Saved entries:
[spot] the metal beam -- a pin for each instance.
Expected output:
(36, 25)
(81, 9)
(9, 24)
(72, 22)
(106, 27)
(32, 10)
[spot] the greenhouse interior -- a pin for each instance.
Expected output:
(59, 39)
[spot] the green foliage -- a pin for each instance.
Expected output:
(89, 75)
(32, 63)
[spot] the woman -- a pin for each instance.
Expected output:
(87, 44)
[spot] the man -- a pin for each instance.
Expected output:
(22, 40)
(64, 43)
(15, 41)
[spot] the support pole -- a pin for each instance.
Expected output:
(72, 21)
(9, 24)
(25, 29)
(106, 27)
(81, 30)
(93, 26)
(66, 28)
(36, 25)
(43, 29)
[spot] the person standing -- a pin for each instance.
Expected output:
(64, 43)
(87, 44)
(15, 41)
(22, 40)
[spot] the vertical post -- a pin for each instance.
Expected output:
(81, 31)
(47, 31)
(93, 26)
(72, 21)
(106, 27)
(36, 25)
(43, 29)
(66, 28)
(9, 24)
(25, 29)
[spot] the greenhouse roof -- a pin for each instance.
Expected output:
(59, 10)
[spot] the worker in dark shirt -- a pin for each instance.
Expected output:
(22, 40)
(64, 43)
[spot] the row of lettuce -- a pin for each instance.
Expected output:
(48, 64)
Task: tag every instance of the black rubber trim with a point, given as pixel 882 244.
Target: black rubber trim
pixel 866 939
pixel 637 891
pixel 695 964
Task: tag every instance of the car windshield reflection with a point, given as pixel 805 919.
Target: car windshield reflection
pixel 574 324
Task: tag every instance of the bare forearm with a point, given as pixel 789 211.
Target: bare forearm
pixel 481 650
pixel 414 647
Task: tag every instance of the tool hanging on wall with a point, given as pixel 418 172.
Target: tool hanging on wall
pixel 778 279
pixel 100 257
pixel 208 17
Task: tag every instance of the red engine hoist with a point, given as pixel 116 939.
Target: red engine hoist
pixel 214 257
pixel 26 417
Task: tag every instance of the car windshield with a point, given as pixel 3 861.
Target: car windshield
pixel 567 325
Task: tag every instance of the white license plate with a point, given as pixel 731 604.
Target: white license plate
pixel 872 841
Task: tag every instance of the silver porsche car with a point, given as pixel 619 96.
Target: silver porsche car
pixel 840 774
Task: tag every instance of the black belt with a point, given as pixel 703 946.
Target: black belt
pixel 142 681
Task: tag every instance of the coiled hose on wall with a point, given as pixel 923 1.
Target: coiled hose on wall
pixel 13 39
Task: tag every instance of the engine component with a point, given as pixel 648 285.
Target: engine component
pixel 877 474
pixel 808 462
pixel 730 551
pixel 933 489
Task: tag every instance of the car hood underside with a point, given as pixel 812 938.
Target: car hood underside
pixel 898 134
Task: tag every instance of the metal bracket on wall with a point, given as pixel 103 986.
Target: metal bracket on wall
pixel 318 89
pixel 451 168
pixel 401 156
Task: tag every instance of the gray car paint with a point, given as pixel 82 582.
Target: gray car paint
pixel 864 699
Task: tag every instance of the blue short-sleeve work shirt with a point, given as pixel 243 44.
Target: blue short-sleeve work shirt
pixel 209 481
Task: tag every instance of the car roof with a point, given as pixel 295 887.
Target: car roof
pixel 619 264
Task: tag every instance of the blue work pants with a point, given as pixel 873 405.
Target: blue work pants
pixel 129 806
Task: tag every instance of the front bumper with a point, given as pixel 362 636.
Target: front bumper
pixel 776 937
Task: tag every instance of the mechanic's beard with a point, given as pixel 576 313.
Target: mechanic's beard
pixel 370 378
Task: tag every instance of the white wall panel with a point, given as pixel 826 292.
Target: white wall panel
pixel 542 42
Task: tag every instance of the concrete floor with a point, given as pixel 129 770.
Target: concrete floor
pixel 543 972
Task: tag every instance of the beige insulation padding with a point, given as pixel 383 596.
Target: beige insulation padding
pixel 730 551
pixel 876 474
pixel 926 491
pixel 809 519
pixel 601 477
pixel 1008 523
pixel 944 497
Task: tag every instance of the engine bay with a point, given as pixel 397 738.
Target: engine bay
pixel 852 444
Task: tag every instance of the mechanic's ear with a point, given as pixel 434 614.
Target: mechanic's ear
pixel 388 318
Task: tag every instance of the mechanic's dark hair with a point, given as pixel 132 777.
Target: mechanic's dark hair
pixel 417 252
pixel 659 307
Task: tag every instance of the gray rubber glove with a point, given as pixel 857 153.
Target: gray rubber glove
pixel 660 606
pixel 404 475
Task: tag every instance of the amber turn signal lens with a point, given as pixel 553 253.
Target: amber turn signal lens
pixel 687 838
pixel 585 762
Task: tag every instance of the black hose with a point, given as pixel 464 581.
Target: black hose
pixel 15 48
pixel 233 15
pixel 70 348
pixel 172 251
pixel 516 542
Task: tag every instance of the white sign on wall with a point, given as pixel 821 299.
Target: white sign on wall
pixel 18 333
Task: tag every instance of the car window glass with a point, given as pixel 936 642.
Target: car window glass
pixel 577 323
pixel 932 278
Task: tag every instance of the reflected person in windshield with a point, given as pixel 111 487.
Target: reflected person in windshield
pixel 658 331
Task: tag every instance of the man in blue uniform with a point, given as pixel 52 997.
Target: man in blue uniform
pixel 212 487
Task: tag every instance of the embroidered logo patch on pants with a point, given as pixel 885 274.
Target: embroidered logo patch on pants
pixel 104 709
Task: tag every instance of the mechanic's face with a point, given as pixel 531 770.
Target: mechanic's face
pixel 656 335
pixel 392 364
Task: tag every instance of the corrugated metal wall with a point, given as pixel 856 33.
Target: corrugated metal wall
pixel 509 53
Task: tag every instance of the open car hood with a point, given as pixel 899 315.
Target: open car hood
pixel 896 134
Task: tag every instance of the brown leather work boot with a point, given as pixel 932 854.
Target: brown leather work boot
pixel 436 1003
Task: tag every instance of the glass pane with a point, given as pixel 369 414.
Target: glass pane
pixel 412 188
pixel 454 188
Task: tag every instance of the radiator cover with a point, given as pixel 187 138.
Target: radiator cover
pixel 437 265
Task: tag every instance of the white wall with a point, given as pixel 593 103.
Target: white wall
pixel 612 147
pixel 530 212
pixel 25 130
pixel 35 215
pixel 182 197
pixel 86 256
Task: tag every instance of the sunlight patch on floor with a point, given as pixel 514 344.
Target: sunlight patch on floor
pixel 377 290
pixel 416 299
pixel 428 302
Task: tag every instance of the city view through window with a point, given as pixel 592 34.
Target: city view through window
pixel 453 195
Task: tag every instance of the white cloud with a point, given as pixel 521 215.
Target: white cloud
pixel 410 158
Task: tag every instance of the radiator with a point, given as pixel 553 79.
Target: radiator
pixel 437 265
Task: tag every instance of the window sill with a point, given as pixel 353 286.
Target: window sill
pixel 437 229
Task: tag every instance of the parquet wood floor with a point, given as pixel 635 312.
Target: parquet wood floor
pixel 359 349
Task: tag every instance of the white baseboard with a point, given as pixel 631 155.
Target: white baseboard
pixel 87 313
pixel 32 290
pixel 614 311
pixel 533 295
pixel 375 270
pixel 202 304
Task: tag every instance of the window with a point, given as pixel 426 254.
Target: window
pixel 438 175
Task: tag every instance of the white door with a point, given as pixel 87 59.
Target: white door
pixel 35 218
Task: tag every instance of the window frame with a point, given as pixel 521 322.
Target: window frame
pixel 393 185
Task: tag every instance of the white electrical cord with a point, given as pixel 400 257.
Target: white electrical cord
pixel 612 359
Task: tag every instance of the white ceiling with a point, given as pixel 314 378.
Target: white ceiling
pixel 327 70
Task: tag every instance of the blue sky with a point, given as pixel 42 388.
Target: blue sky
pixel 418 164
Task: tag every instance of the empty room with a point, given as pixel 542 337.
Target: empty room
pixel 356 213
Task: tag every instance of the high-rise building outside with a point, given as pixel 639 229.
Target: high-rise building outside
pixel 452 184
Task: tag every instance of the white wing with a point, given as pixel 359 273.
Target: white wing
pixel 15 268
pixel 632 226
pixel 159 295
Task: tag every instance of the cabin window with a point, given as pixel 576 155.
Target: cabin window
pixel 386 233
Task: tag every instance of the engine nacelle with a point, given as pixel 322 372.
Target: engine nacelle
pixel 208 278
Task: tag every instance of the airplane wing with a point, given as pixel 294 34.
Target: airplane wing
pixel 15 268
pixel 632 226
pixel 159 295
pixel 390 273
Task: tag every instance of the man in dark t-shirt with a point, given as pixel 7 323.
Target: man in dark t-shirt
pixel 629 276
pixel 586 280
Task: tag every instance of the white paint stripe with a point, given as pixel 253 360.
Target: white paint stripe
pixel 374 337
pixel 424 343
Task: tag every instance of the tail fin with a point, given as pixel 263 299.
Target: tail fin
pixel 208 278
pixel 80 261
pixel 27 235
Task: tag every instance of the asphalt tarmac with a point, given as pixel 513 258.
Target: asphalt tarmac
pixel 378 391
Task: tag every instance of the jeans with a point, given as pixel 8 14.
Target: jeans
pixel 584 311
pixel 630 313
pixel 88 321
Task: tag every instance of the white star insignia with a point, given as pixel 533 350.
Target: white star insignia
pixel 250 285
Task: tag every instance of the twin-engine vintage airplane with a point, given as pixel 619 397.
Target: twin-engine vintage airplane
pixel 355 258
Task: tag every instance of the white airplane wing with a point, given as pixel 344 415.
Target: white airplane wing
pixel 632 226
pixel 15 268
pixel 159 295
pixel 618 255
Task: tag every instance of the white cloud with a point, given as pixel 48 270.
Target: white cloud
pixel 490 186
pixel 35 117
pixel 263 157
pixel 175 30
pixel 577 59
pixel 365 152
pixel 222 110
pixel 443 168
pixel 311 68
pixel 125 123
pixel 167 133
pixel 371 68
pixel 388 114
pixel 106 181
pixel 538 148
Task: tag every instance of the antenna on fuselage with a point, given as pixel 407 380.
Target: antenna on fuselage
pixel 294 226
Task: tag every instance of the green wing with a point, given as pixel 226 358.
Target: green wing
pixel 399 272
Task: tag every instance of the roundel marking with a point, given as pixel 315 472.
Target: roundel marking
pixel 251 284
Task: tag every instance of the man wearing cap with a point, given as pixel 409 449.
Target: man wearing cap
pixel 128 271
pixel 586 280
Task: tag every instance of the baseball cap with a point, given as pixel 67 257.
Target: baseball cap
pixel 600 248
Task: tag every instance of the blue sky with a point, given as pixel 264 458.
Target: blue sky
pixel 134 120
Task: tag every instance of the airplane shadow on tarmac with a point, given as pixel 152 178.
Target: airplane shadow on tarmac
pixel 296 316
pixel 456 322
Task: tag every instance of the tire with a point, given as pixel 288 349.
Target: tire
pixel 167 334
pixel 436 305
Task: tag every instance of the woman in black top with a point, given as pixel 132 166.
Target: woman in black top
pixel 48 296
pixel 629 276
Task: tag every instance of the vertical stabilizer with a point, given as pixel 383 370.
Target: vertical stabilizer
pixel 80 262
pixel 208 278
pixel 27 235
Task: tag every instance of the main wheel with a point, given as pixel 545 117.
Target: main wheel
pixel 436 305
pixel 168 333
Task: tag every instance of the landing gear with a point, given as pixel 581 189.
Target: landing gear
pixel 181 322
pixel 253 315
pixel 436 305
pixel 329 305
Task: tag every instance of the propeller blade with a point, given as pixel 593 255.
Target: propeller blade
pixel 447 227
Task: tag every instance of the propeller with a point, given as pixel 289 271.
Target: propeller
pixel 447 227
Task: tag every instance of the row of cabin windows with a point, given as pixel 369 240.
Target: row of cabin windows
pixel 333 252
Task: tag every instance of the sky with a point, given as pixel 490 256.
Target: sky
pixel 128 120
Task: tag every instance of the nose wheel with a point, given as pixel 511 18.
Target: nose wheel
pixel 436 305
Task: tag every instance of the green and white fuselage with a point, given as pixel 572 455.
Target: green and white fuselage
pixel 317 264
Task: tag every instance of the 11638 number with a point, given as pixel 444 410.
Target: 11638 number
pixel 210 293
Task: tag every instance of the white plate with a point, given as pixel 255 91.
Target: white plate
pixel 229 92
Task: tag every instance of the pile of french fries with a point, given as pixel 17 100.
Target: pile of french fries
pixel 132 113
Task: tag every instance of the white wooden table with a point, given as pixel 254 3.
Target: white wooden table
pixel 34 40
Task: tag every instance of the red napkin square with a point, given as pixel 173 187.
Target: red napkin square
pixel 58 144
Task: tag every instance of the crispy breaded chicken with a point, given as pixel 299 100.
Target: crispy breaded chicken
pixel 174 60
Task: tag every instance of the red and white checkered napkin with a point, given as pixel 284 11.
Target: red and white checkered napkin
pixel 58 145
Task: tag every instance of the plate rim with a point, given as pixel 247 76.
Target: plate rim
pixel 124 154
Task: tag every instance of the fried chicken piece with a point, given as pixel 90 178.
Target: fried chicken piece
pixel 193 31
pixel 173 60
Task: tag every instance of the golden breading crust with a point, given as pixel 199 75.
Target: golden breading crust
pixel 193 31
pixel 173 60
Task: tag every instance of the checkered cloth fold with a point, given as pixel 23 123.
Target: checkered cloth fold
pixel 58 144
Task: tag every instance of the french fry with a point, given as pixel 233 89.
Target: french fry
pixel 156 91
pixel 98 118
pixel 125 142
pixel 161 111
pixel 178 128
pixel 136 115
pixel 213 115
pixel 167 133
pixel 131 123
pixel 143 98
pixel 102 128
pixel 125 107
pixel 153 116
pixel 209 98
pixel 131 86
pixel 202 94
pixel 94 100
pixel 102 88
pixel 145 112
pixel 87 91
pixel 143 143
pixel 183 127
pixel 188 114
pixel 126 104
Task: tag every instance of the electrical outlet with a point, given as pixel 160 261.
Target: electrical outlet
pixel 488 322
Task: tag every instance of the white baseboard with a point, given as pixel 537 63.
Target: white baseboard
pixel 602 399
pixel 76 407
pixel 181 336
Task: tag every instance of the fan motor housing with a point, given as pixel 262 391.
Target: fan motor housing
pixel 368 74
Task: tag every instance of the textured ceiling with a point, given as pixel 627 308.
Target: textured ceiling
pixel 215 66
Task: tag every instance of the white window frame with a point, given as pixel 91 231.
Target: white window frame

— TASK ITEM —
Filter the records above for lines with "greenhouse".

— RESULT FOR THIS TASK —
[spot] the greenhouse interior -- a pin for each instance.
[spot] the greenhouse roof -- a pin for each instance.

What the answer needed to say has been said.